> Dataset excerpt
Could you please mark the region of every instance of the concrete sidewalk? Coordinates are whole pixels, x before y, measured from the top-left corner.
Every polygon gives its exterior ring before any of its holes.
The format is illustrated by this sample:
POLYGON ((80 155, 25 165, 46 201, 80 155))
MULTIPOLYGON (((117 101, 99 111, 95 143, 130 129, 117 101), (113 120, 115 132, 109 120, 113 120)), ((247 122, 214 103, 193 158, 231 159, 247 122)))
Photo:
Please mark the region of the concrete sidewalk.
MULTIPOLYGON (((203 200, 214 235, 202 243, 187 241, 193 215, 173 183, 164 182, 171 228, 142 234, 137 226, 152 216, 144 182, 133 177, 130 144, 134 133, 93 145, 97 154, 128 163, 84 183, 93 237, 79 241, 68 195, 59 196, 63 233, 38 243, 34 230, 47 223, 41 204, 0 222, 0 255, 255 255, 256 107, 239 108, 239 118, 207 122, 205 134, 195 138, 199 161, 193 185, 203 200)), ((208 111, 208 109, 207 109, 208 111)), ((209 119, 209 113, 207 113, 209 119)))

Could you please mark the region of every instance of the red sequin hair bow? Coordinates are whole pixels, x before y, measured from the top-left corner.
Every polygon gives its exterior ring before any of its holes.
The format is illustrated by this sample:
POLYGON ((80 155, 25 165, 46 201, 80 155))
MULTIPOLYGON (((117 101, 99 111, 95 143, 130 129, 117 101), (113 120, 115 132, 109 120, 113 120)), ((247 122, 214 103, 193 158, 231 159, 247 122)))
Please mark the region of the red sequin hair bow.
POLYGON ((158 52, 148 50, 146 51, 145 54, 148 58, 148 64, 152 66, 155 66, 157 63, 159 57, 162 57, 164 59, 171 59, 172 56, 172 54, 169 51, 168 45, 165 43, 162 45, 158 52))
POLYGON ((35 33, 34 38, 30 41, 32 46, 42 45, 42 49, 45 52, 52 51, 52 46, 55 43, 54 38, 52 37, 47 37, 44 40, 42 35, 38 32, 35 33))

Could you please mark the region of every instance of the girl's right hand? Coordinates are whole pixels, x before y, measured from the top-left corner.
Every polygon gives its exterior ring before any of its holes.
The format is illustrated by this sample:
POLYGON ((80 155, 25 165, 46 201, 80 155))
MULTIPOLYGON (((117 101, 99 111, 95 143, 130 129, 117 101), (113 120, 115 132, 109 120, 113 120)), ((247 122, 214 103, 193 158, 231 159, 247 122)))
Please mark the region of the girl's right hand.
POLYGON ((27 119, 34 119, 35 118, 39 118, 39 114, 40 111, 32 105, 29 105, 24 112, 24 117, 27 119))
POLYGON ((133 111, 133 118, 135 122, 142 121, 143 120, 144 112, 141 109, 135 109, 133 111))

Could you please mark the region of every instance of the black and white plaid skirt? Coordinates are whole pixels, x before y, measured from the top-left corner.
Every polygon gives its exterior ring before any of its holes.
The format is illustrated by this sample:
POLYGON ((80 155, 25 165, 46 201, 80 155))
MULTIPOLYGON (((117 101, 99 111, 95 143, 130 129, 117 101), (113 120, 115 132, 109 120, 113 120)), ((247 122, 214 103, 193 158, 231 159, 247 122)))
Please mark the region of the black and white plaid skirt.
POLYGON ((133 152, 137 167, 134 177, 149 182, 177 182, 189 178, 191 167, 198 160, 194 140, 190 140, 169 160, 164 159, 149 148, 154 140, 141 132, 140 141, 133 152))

> Task directions
Restate the listing in full, word for word.

> Response to the task
Could you please mark the region of every instance of the concrete sidewalk? Coordinates are whole pixels, x before y, measured from the top-left corner.
Every polygon gives its exterior ring before any of its holes.
The format is illustrated by this sample:
POLYGON ((80 155, 25 165, 46 201, 80 155))
MULTIPOLYGON (((117 101, 99 111, 95 143, 130 129, 117 101), (113 120, 115 132, 109 120, 113 120)), ((247 122, 214 103, 193 158, 231 159, 247 122)))
Photo:
Please mark the region of the concrete sidewalk.
MULTIPOLYGON (((203 200, 214 235, 202 243, 187 241, 193 215, 173 183, 164 182, 171 228, 142 234, 137 226, 152 216, 144 182, 133 177, 130 144, 134 133, 93 145, 97 154, 128 163, 84 183, 93 237, 79 241, 68 195, 59 196, 63 233, 38 243, 34 230, 47 223, 41 204, 0 222, 0 255, 255 255, 256 107, 239 108, 239 118, 207 122, 205 134, 195 138, 199 161, 193 185, 203 200)), ((208 111, 208 109, 207 109, 208 111)), ((209 119, 209 113, 207 113, 209 119)))

Could you please mark the region of every instance of the red sequin hair bow? Coordinates are whole pixels, x before y, measured from the top-left corner.
Every polygon gives its exterior ring before any of its holes.
The format is illustrated by this sample:
POLYGON ((80 155, 25 165, 46 201, 80 155))
MULTIPOLYGON (((117 101, 99 111, 95 143, 130 129, 117 101), (113 120, 115 132, 109 120, 113 120)), ((247 122, 214 103, 193 158, 231 159, 247 122)))
Please mark the region of the red sequin hair bow.
POLYGON ((158 52, 148 50, 146 51, 145 54, 148 58, 148 64, 152 66, 155 66, 157 63, 159 57, 162 57, 164 59, 171 59, 172 56, 172 54, 169 51, 168 45, 165 43, 162 45, 158 52))
POLYGON ((35 33, 34 38, 30 41, 32 46, 42 45, 42 49, 45 52, 52 51, 52 46, 55 43, 54 38, 52 37, 47 37, 44 40, 42 35, 38 32, 35 33))

Could you please mark the region of every instance of the girl's right hand? Coordinates are whole pixels, x before y, measured from the top-left corner.
Every polygon gives its exterior ring before any of its holes.
The format is illustrated by this sample:
POLYGON ((80 155, 25 165, 46 201, 80 155))
MULTIPOLYGON (((117 101, 99 111, 95 143, 130 129, 117 101), (113 120, 115 132, 109 120, 113 120)), ((247 122, 214 103, 193 158, 231 159, 247 122)))
Please mark the region of the girl's right hand.
POLYGON ((27 119, 34 119, 35 118, 39 118, 39 114, 40 111, 32 105, 29 105, 24 112, 24 117, 27 119))
POLYGON ((133 111, 133 118, 135 122, 142 121, 143 120, 144 112, 141 109, 135 109, 133 111))

Could you please mark the region of every instance of the black and white plaid skirt? Coordinates are whole pixels, x before y, measured from the top-left corner.
Every polygon gives its exterior ring before any of its holes.
The format is illustrated by this sample:
POLYGON ((80 155, 25 165, 46 201, 80 155))
MULTIPOLYGON (((117 101, 99 111, 95 143, 130 129, 117 101), (113 120, 115 132, 109 120, 113 120)), ((247 122, 214 103, 193 158, 231 159, 247 122)))
Please mark the region of the black and white plaid skirt.
POLYGON ((133 152, 137 167, 134 177, 149 182, 177 182, 189 178, 191 167, 198 160, 194 140, 190 140, 169 160, 164 159, 149 148, 154 140, 141 132, 140 141, 133 152))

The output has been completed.